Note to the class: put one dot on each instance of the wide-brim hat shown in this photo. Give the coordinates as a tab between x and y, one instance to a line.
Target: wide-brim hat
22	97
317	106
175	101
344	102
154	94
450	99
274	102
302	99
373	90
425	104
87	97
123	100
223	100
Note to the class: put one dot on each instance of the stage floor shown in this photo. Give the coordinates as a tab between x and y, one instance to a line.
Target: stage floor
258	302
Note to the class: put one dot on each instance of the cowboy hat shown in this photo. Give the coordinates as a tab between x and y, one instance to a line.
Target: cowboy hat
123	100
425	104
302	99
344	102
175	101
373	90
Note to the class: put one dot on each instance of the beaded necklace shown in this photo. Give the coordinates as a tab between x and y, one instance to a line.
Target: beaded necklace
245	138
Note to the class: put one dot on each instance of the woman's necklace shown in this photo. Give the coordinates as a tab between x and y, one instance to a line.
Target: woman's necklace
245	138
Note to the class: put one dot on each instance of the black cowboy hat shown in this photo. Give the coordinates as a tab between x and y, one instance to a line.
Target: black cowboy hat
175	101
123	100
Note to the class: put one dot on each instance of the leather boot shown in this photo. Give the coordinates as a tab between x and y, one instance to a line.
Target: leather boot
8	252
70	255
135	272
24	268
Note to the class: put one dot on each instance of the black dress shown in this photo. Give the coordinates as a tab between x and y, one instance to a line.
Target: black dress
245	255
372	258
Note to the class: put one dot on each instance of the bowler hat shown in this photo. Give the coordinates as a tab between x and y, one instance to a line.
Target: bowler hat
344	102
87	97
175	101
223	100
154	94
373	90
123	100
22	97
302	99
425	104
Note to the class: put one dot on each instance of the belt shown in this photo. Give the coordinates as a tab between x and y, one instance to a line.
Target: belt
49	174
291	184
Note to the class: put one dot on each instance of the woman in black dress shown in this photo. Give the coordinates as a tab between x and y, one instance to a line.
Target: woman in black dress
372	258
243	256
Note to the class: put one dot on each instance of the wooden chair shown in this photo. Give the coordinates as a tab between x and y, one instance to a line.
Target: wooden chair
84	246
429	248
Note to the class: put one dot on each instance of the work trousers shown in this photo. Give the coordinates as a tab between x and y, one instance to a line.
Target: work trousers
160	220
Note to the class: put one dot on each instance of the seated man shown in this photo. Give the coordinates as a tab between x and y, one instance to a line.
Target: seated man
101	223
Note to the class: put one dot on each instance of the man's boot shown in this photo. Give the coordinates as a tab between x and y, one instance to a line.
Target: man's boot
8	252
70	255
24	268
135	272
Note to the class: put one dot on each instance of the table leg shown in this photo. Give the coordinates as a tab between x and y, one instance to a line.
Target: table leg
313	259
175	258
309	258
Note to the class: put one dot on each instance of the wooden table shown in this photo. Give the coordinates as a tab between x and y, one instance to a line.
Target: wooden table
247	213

→ Task to carry out
Please update the entries above by replacing each "one dot" with "a single dot" and leaving everything else unchanged.

→ Reply
Note to the class: put a single dot on each instance of the wide-brim hat shown in this photo. Give the coordinates as a tab between x and y, one instance to a line.
Target: wide-brim hat
22	97
317	106
175	101
344	102
154	94
450	99
274	102
302	99
373	90
425	104
87	97
123	100
223	100
Note to the class: put a single dot on each instance of the stage floor shown in this photo. Give the coordinates as a tab between x and y, one instance to a line.
Target: stage floor
258	302
Note to the class: put a single dot on each instance of the cowboy hat shown in this photo. Give the coordinates as a tab between x and y, one instance to a line.
Target: cowboy hat
123	100
425	104
302	99
344	102
175	101
373	90
Note to the class: put a single dot on each instance of the beaded necklace shown in this photo. Give the coordinates as a tab between x and y, one instance to a line.
Target: beaded necklace
245	138
Note to the class: put a single dot on each instance of the woman's necklace shown in this photo. Give the coordinates as a tab between x and y, one instance to a line.
Target: woman's necklace
245	138
Note to the class: put a single dot on each instance of the black cowboy hat shown in this photo. Give the coordinates as a tab between x and y, one instance to a line.
Target: black cowboy hat
175	101
123	100
Note to the class: put a single dot on each instance of the leather boot shown in this photo. Give the coordinates as a tab between x and y, one instance to a line.
Target: leather boot
8	252
70	255
135	272
24	268
Note to the class: put a single dot on each instance of the black dress shown in this photo. Give the coordinates as a tab between x and y, one instance to a line.
Target: black dress
245	255
372	258
Note to the class: put a single dot on each instance of the bowler hat shown in this photo. Give the coordinates as a tab between x and y, one instance to a line.
Target: bowler hat
344	102
87	97
175	101
223	100
154	94
373	90
123	100
22	97
302	99
425	104
Note to the class: put a single dot on each instance of the belt shown in this photo. Give the coordinates as a tab between x and y, one instance to a line.
Target: belt
49	174
291	184
Note to the class: put a single dot on each instance of the woman in black dress shown in this photo. Give the coordinates as a tab between x and y, one instance to a line.
Target: woman in black dress
372	258
243	256
Note to the class: put a single dot on each instance of the wooden chair shown in this photo. Give the coordinates as a tab between x and y, one instance to a line.
Target: wooden chair
84	246
429	248
Note to the class: put a single dot on each instance of the work trousers shown in this photo. Give the coordinates as a tab between x and y, one instance to a line.
Target: work trousers
160	220
Note to the class: put a single dot on each instance of the seated man shown in this photo. Give the coordinates as a tab between x and y, one instance to a line.
Target: seated man
101	223
Note to the class: put a single dot on each instance of the man's boot shown in this photo. Give the coordinates as a tab between x and y, one instance to a line.
Target: man's boot
8	252
70	255
24	268
135	272
Note to the class: put a single dot on each instance of the table leg shown in this photo. Give the coordinates as a tab between x and y, one instance to a line.
Target: table leg
313	259
175	258
309	258
Note to the class: put a single dot on each instance of the wooden table shown in this photo. Give the coordinates as a tab between x and y, one instance to a line.
Target: wooden table
247	213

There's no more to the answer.